Régulièrement sur les forums de discussion ma démarche critique et mes compétences à parler de psychanalyse sont mis en cause. Typiquement, on s’interroge: de quel droit ce chercheur, qui n’est ni psychanalyste, ni même clinicien d’aucune forme que ce soit, se permet-il de critiquer, de prôner des formes d’évaluation qui sont peut-être valables dans son domaine, mais qui sont totalement inadaptées à la psychanalyse? De quel droit parle-t-il de pratiques cliniques alors qu’il est lui-même incapable  de s’occuper d’un patient?

Pour mieux apprécier toute l’inanité d’une telle question, je propose de la reformuler en remplaçant le mot psychanalyse par scientologie, ou le nom de votre secte préférée. Peut-on raisonnablement défendre l’idée que seuls les adeptes d’une secte sont fondés à porter un regard critique sur elle? N’avoir de comptes à rendre à personne, voilà pourtant bien ce que revendiquent la plupart des psychanalystes. Ce que Lacan formulait ainsi: « l’analyste ne s’autorise que de lui-même ». Cette position n’est évidemment pas tenable, ni du point de vue des patients, ni de celui de la société dans son ensemble.

En ce qui me concerne, effectivement, la pratique de la psychothérapie n’est ni mon métier, ni ma vocation, et je serais bien en peine de soigner qui que ce soit. C’est pour cette raison que je m’abstiens de donner des conseils sur des pratiques thérapeutiques concrètes. Et en vérité, en matière thérapeutique, je suis d’un agnosticisme total. Je n’ai aucune croyance particulière, et absolument aucun intérêt personnel à promouvoir tel type de thérapie ou tel médicament. La seule chose que je promeus est la démarche scientifique.

Car bien que la psychanalyse se défende d’être une science, elle affiche néanmoins des prétentions scientifiques. En effet, elle prétend fournir des explications de certaines causes de certains troubles mentaux. Ce faisant, qu’elle le veuille ou non, et qu’elle le reconnaisse ou non, elle est sur le terrain de la science. Il est par conséquent tout à fait normal que les scientifiques qui ont des compétences sur les causes de certains troubles mentaux puissent examiner et évaluer les théories psychanalytiques à la lueur des données empiriques, et s’il y a lieu les critiquer.

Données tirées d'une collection
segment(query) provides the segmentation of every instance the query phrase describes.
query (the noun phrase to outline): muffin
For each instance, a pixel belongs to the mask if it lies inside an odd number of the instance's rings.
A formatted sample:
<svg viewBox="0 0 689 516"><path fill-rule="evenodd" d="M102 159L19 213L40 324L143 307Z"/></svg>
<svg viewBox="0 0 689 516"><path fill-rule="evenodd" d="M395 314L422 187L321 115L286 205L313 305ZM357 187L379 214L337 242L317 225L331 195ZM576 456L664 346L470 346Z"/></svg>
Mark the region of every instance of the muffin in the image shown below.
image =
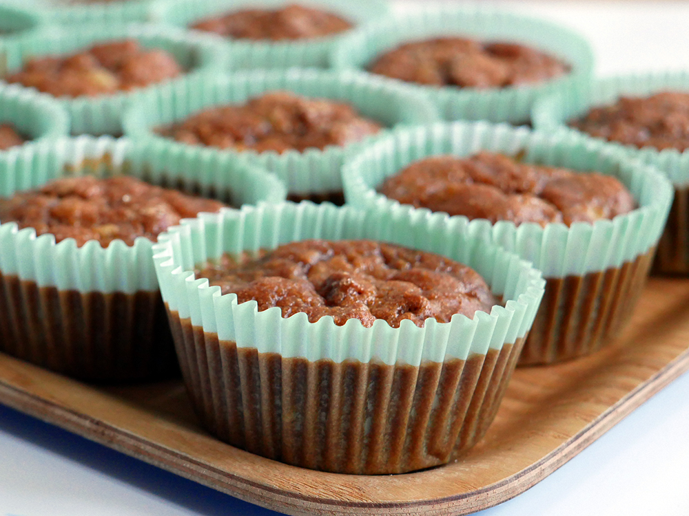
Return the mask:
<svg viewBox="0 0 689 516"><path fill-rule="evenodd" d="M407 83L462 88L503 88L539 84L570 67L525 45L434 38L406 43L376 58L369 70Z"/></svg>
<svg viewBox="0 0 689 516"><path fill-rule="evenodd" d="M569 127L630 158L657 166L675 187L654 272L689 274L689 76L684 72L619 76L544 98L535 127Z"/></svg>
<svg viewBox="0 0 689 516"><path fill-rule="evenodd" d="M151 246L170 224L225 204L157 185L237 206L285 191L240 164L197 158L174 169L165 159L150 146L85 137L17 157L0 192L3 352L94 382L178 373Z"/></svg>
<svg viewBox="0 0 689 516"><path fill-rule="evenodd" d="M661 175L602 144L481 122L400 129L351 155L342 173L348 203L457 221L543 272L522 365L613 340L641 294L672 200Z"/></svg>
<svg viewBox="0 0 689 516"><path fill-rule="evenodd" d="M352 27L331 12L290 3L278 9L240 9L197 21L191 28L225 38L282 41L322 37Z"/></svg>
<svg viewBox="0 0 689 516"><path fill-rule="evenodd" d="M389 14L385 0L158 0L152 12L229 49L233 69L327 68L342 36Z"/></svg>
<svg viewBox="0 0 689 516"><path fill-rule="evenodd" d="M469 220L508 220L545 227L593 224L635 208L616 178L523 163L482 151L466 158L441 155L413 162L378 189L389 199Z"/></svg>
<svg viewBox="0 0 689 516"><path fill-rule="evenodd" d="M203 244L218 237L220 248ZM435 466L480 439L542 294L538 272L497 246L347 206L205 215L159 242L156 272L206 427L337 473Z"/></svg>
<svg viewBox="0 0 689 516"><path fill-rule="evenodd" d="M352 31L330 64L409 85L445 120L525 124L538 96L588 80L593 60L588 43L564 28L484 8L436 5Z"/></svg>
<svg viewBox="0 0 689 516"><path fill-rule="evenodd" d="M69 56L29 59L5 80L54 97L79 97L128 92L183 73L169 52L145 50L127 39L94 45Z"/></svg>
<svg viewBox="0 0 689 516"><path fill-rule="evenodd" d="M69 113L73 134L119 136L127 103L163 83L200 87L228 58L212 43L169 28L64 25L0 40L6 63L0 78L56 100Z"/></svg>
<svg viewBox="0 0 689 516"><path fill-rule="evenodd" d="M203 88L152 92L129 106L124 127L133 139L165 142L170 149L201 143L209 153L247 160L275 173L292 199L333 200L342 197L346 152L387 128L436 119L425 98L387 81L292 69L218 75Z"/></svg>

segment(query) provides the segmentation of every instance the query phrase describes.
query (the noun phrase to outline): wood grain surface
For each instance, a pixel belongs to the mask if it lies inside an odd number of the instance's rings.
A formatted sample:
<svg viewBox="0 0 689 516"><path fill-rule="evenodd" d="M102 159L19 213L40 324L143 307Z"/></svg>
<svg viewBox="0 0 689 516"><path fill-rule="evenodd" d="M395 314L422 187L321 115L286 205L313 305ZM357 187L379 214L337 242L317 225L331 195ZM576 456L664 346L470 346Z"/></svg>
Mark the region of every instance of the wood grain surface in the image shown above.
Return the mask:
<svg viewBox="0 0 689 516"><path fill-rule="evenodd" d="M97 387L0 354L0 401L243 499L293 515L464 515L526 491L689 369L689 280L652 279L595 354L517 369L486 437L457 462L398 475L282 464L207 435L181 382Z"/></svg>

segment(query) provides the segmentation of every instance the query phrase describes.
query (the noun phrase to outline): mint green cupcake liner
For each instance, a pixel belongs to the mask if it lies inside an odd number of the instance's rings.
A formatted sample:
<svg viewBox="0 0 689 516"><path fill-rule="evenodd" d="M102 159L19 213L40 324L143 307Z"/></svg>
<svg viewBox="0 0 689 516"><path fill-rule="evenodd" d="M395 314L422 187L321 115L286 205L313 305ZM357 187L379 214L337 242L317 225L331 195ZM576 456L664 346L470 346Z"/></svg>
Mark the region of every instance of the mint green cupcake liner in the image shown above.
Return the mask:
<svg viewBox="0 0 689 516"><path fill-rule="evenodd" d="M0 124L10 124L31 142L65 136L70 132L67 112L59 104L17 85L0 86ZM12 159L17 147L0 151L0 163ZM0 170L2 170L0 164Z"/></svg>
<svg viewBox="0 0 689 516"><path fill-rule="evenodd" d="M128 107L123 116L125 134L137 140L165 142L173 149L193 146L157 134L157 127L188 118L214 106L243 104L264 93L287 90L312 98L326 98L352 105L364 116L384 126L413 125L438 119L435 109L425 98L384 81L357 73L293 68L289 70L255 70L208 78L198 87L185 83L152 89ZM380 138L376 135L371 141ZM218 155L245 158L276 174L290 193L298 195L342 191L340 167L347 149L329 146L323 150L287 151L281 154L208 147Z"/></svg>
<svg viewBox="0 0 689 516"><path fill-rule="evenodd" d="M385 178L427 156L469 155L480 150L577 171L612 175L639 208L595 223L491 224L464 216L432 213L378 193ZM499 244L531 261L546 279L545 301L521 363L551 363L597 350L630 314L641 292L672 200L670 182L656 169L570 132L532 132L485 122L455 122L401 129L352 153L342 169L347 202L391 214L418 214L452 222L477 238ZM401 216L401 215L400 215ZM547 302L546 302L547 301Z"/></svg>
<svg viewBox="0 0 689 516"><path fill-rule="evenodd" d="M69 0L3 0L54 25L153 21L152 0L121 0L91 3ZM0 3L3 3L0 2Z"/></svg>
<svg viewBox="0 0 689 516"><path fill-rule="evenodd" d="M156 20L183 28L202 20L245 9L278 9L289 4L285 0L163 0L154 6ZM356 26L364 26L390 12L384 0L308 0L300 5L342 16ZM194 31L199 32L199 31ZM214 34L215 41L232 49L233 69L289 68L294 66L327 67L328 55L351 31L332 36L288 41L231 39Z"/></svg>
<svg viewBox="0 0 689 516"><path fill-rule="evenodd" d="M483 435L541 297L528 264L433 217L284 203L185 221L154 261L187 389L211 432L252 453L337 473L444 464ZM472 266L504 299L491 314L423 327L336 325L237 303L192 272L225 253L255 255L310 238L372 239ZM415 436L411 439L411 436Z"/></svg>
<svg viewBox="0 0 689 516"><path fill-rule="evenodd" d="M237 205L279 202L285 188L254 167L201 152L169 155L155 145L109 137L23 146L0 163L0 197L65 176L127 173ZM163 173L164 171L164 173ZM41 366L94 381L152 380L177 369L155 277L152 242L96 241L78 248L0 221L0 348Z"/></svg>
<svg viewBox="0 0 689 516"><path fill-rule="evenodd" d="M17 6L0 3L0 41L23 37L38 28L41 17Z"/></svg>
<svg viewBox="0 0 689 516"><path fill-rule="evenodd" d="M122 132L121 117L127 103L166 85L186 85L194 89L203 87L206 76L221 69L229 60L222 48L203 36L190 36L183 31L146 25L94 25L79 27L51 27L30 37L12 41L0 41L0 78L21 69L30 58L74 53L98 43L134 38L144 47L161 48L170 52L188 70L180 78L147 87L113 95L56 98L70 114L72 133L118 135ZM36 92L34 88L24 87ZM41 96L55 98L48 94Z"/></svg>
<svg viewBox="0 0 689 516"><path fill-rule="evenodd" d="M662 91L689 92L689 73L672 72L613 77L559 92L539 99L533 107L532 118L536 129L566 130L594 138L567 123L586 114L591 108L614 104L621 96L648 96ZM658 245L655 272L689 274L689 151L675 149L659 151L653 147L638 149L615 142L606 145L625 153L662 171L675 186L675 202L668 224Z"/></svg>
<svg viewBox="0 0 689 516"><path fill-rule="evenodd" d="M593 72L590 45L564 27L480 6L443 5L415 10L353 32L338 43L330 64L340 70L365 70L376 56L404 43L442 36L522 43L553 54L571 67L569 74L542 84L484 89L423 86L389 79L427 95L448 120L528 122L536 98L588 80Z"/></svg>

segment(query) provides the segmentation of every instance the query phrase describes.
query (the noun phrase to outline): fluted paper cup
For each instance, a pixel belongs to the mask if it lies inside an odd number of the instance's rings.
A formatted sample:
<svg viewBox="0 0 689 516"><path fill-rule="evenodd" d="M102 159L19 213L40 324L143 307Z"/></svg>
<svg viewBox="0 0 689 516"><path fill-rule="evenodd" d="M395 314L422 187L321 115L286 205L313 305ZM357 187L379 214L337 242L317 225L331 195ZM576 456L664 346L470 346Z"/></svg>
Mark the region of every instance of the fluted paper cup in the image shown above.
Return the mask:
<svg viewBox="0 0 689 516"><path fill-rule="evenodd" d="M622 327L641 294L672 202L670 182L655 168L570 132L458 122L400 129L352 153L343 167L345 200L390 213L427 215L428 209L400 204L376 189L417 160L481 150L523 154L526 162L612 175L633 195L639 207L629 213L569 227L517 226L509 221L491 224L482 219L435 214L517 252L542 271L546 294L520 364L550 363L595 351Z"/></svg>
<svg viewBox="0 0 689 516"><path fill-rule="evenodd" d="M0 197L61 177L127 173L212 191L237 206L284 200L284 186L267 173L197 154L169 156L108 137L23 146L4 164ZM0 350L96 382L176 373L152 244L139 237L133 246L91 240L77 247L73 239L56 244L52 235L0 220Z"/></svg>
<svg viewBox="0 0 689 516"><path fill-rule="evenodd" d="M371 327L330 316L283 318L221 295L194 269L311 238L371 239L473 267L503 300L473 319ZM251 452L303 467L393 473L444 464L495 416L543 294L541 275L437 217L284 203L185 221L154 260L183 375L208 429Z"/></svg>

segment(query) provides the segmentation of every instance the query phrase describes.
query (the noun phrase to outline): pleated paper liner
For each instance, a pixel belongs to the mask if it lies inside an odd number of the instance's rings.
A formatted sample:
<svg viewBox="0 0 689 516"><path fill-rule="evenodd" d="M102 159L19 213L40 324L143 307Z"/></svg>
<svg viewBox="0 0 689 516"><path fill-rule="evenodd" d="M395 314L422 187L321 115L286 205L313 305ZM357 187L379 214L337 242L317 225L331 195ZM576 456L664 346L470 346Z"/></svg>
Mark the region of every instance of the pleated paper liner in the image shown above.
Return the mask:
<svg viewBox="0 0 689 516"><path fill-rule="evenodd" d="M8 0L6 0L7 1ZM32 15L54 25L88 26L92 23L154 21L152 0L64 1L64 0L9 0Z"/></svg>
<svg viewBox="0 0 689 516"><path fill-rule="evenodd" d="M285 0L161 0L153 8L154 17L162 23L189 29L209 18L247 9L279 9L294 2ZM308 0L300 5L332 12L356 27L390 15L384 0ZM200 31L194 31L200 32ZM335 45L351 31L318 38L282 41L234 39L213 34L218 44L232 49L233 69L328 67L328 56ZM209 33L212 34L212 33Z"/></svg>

#### CONSIGNE:
Prolongez le texte sur la critique de la psychanalyse en reprenant après sa dernière phrase. Ces données ne servent à rien ici.

#### RÉPONSE:
En second lieu, la psychanalyse a des prétentions à soigner des personnes affectées de troubles mentaux. Par conséquent, et même si elle s’en défend, elle est là sur le terrain de la médecine. Et donc sur le terrain de la science, puisque la médecine est désormais assise sur les connaissances et les méthodes scientifiques. De ce point de vue, il est légitime et souhaitable que des médecins et des scientifiques questionnent la validité et l’efficacité de tout traitement proposé pour des troubles mentaux, quels qu’ils soient, et quand bien même leurs auteurs se défendent de faire de la médecine. Cet examen est facilité par le fait que les méthodologies d’évaluation de l’efficacité des traitements ne dépendent pas de la nature des traitements eux-mêmes, comme je l’ai expliqué dans les deux précédents articles consacrés à ce sujet. Les études d’évaluation des traitements sont publiées dans des revues scientifiques et médicales internationales, et j’ai toutes les compétences requises pour lire et analyser ces études. Je suis donc parfaitement dans mon rôle en en diffusant les résultats auprès du public, et ce d’autant plus que toutes ces études ont jusqu’à présent été très peu diffusées en France.

Enfin, du point de vue du simple citoyen, il paraît légitime d’exiger d’être informé de l’efficacité respective des différents types de traitements, et d’exiger que l’argent public soit dépensé dans les formes de traitement les plus efficaces (qu’il s’agisse de soins dispensés à l’hôpital, de subventionnement d’instituts médico-sociaux, ou du remboursement par l’assurance-maladie des actes de psychiatrie). Tout ceci suppose des évaluations rigoureuses de toutes les formes de traitement, y compris les psychothérapies, y compris celles d’inspiration analytique, et des débats libres et ouverts sur les résultats de ces évaluations, notamment par des personnes qui ne sont pas à la fois juges et parties. Là encore, des chercheurs et médecins compétents en psychologie et en psychiatrie mais indépendants de la psychanalyse ont un rôle important à jouer.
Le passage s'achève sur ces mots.